04.01 Neuro
04.01 Neuro [PDF link]: Headaches – Migraines, Trigeminal autonomic cephalgia, including cluster headaches, SUNCT, SUNA, Trigeminal neuralgia, Tension headaches (aka tension-type headache), Medication overuse headaches, Temporal arteritis / Giant cell arteritis, Other causes of headache, Headache red flags
Spontaneous intracranial hypotension
D: clinical syndrome resulting from reduced CSF
R: recent spinal procedure or injury (eg lumbar puncture)
A: (1) dural tears (eg lumbar puncture, trauma), (2) meningeal diverticula, (3) CSF-venous fistula malformation
A/P: leakage of CSF causes low CSF pressure
Postural headaches specifically develop due to reduction in the “cushion” around the brain – the brain “sags” and pulls on pain-sensitive intracranial and meningeal structures causing headache. In the upright position, there is increased traction.
S/smx
Postural headache – worse on being upright, improving on lying down.
No specific single pattern of headache has been described
Headaches are chronic in nature
May be a/w nausea, vomiting, neck pain or stiffness, tinnitus and dizziness.
Ix: MRI head and whole spine (brain MRI may show sagging of brain, and whole spine MRI may identify site of CSF leak), LP to demonstrate low opening pressures (but LP itself can worsen headaches, so used more if MRI is inconclusive)
Mx:
Conservative (could be trialled if headache <2w): bedrest, caffeine (200-300 mg BDS/TDS), oral rehydration, high salt intake, analgesia
Lumbar epidural blood patch (10-20mL of pt’s own blood is infused into the epidural space).
More invasive options include spinal surgery
Prognosis: generally good. ~10% recurrence.
Interesting article – Owais SB, Kianirad Y. Spontaneous Intracranial Hypotension. N Engl J Med 2025;393:487–487. https://doi.org/10.1056/NEJMicm2502293.
P.S. Not putting this in the book because this is not high yield. Just interesting.

» **Dataset excerpt**
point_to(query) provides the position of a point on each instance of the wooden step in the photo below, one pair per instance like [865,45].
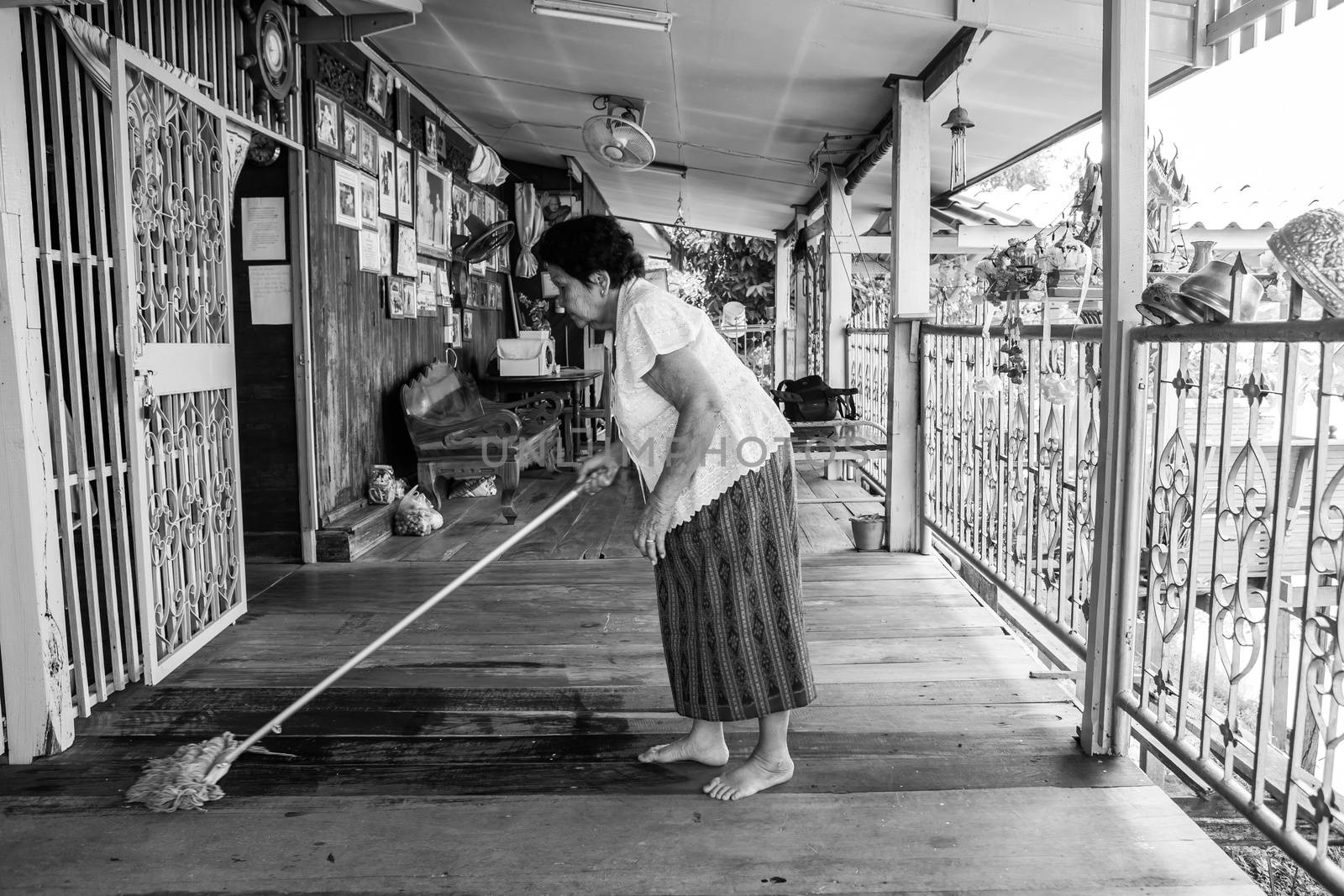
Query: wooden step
[355,531]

» **Work to complete**
Reproduce the passage of the spontaneous intracranial hypotension notes from "No specific single" up to and including "the epidural space).", copying it word for word.

» **Completed task**
No specific single pattern of headache has been described
Headaches are chronic in nature
May be a/w nausea, vomiting, neck pain or stiffness, tinnitus and dizziness.
Ix: MRI head and whole spine (brain MRI may show sagging of brain, and whole spine MRI may identify site of CSF leak), LP to demonstrate low opening pressures (but LP itself can worsen headaches, so used more if MRI is inconclusive)
Mx:
Conservative (could be trialled if headache <2w): bedrest, caffeine (200-300 mg BDS/TDS), oral rehydration, high salt intake, analgesia
Lumbar epidural blood patch (10-20mL of pt’s own blood is infused into the epidural space).